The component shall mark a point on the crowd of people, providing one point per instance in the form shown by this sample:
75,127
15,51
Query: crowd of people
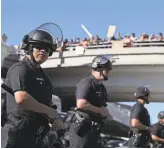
127,39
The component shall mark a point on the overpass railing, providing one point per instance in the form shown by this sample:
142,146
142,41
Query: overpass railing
101,45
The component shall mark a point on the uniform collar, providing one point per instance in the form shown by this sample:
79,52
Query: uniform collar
31,64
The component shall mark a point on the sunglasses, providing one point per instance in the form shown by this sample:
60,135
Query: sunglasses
41,47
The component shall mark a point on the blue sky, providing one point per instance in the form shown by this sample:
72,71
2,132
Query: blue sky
20,16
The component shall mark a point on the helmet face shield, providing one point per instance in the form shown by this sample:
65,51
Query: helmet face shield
101,62
47,35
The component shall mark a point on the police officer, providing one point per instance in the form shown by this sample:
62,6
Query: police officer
158,130
140,120
91,96
29,109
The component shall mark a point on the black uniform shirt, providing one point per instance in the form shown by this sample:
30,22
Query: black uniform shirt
158,130
140,113
92,90
24,76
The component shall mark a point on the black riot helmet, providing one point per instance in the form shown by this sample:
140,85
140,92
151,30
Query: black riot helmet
101,63
142,92
46,35
161,115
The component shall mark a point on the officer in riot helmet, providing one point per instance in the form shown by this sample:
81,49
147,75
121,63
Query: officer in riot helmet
140,120
29,110
158,131
91,97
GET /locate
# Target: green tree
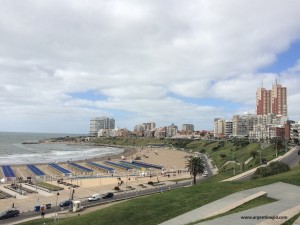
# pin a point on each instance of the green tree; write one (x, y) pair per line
(223, 155)
(195, 166)
(253, 154)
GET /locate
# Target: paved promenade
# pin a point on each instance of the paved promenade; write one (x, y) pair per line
(288, 197)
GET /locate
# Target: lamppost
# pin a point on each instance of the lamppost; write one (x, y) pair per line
(55, 217)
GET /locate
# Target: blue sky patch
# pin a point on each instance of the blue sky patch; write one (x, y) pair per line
(284, 60)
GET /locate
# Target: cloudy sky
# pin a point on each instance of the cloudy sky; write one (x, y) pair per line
(63, 62)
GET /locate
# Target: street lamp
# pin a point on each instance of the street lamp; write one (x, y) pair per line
(56, 207)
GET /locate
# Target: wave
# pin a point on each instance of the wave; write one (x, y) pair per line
(56, 156)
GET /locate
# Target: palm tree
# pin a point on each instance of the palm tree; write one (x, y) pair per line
(195, 166)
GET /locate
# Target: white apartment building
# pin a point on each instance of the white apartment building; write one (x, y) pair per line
(187, 127)
(219, 127)
(228, 128)
(171, 131)
(144, 126)
(99, 123)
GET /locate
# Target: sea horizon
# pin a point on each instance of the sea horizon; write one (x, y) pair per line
(12, 151)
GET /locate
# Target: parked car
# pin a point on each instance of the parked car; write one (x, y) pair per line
(94, 197)
(65, 203)
(9, 213)
(107, 195)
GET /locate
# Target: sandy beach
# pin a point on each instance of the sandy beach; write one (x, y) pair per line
(173, 161)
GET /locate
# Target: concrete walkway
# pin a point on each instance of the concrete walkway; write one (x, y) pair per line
(288, 197)
(250, 172)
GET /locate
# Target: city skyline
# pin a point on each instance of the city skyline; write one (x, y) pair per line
(182, 63)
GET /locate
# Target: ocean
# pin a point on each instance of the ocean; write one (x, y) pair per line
(12, 151)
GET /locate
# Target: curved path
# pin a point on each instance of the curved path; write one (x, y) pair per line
(288, 198)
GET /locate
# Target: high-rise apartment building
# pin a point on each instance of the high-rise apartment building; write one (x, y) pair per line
(187, 127)
(279, 103)
(99, 123)
(272, 101)
(263, 101)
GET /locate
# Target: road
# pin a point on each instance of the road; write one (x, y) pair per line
(118, 197)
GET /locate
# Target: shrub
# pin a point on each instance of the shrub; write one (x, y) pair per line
(272, 169)
(223, 155)
(203, 151)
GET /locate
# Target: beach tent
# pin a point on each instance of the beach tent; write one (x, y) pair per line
(3, 180)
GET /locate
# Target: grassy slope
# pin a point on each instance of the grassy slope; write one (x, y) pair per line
(161, 207)
(263, 200)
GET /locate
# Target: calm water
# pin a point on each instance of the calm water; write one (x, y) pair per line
(12, 151)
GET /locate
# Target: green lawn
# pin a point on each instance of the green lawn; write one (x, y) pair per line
(292, 220)
(263, 200)
(158, 208)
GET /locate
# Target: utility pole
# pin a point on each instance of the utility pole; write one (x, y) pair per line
(260, 148)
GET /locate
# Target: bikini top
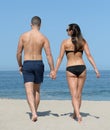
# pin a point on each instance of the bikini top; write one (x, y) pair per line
(68, 51)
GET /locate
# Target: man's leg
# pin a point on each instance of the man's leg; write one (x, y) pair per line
(37, 95)
(29, 87)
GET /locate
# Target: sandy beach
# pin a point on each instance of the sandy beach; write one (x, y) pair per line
(54, 115)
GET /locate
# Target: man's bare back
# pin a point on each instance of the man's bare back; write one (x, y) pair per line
(32, 43)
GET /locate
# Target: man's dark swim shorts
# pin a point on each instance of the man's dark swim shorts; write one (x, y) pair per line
(33, 71)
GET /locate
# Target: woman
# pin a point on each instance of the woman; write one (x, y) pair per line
(76, 69)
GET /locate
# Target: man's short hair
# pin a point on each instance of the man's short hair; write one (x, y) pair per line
(36, 21)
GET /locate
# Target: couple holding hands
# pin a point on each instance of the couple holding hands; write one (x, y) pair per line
(32, 43)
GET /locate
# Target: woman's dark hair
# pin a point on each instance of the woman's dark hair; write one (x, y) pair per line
(76, 36)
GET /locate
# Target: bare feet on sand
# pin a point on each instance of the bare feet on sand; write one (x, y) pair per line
(34, 118)
(79, 118)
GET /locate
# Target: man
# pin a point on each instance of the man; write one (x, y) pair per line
(32, 43)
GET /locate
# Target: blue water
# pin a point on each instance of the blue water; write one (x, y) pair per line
(11, 86)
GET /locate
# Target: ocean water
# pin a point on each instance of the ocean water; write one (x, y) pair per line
(11, 86)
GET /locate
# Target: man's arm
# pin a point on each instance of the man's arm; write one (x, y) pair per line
(19, 52)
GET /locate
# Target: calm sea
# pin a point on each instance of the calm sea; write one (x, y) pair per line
(11, 86)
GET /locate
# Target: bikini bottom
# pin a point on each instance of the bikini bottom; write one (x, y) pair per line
(77, 69)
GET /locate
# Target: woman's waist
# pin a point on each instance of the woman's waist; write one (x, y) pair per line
(74, 63)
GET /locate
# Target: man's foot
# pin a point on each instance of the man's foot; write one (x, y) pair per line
(34, 118)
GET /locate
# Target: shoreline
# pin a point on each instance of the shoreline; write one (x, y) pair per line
(54, 115)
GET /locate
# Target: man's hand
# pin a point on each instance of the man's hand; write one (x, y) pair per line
(53, 74)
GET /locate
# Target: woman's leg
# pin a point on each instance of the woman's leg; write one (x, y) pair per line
(81, 81)
(73, 83)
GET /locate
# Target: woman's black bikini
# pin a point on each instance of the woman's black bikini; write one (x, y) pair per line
(77, 69)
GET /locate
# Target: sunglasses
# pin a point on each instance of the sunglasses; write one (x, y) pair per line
(68, 30)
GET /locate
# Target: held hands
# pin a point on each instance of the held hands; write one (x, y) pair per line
(53, 74)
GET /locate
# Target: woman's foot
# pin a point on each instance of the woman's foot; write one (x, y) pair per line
(34, 118)
(74, 116)
(79, 118)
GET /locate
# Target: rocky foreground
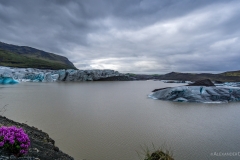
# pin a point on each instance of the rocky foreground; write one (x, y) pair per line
(42, 146)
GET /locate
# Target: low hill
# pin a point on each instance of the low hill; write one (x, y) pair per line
(28, 57)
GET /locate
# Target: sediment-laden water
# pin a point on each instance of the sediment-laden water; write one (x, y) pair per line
(112, 120)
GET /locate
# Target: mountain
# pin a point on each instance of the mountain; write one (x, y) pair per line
(28, 57)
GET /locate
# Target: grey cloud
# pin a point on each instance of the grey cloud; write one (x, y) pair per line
(169, 35)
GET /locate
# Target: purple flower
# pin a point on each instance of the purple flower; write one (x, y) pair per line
(1, 144)
(12, 137)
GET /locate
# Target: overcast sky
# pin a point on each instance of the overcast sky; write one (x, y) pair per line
(129, 35)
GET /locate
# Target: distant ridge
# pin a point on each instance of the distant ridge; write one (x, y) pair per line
(24, 56)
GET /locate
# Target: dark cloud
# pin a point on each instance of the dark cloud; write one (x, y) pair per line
(136, 35)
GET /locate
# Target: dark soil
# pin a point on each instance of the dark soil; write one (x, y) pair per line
(42, 146)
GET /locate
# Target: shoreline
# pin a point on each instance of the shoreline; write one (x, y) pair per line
(42, 146)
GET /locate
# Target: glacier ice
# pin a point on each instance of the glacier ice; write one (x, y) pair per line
(11, 75)
(201, 94)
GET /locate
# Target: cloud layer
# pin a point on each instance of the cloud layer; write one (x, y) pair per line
(129, 36)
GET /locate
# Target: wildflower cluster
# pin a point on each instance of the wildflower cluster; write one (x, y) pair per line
(14, 140)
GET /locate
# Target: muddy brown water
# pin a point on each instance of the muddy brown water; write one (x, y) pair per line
(114, 120)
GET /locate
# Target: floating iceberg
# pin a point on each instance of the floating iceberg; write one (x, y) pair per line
(8, 80)
(9, 75)
(201, 94)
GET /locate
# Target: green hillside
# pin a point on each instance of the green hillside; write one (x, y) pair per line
(16, 60)
(22, 56)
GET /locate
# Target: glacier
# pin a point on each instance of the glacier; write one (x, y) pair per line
(11, 75)
(202, 94)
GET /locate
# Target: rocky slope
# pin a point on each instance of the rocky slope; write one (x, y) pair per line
(28, 57)
(42, 146)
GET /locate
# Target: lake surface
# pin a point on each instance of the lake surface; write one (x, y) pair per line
(112, 120)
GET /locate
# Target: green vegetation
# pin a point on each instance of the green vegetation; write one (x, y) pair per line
(157, 154)
(23, 56)
(11, 59)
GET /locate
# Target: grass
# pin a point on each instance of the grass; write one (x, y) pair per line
(11, 59)
(156, 154)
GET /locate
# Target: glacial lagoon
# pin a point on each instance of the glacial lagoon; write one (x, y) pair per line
(112, 120)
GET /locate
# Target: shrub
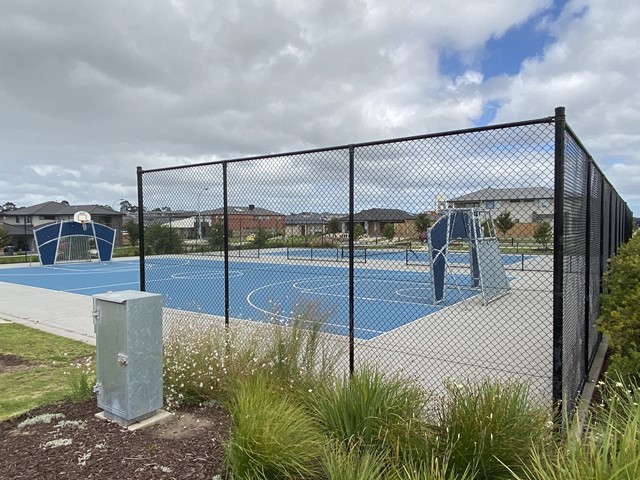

-.-.-

**THE PROBLEM**: Scan the records above for the lines holding "# pin a point on each instance of the grey" and "# Target: glacier ice". Transcribe those two and every line between them word for word, and no others.

**SOLUTION**:
# pin a point on each instance of the grey cloud; write one (x, y) pair per line
(169, 35)
GET /locate
# Target: purple flower
# pin a point on each instance of the purple flower; write one (x, y) pair per line
(1, 144)
(12, 137)
GET /locate
# Target: overcast sky
# pin a point on each instance of the overcast sky; write one (x, y) pair per line
(129, 35)
GET /locate
# Target: distant ridge
# pin a point on each instance of the distant ridge; write one (x, y) pair per line
(24, 56)
GET /locate
# Target: dark cloud
# pin a point on each instance of the dark cloud; write one (x, y) pair per line
(136, 35)
GET /locate
# Target: dark soil
# pin a point on each instance of the dark soil; write one (x, y) pair per line
(42, 146)
GET /locate
# Target: shoreline
# pin a point on each instance of the shoreline; write one (x, y) pair per line
(42, 146)
GET /locate
# Target: glacier ice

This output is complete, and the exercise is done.